YOUR ASSIGNMENT: Search the entries below for "point", and copy each line where it appears.

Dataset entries
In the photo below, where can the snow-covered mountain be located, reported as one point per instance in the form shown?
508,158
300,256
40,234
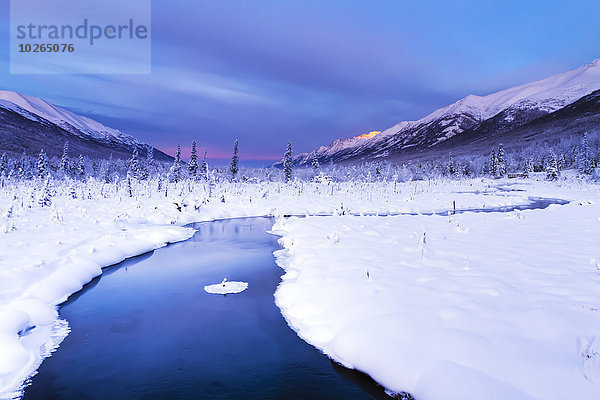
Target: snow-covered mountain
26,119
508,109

* * *

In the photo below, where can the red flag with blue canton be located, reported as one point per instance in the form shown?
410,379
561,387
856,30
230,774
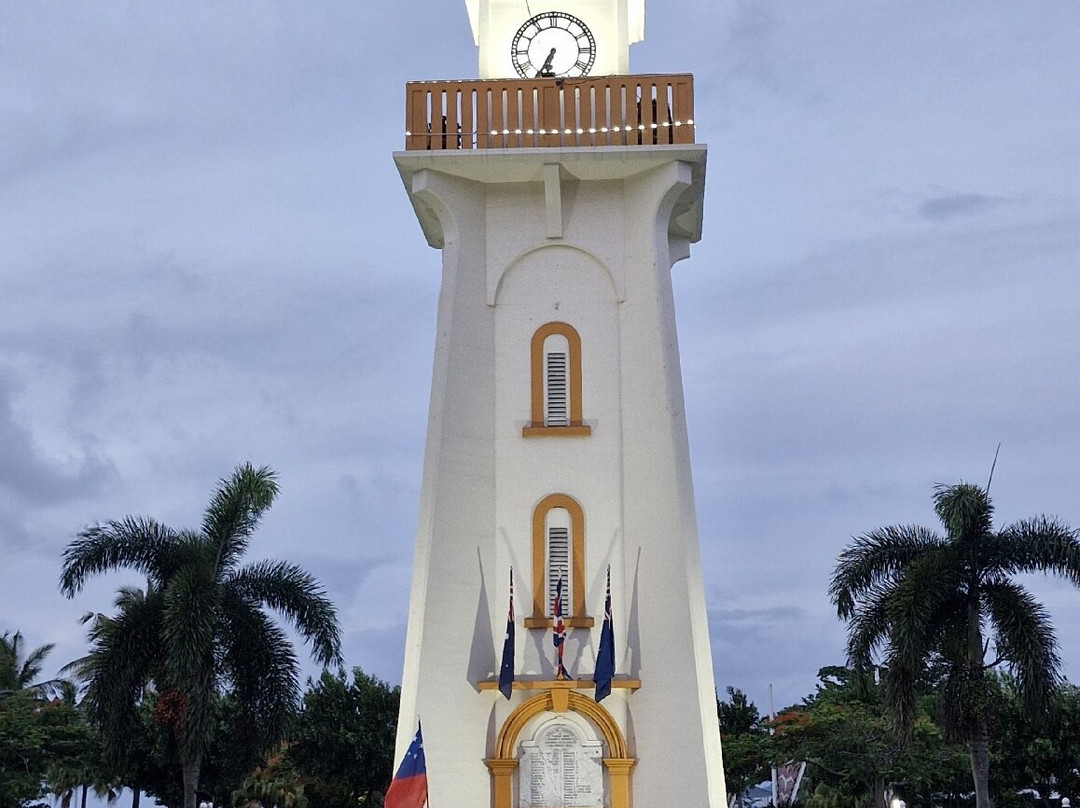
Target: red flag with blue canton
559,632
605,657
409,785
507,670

EXERCISE SOLUTION:
In the photo below, where can the snow-covered mountain be located, reported as one point per instance in the form shown?
In the photo below, where can the red flag with blue canton be located, reported as one point per instance in the form shown?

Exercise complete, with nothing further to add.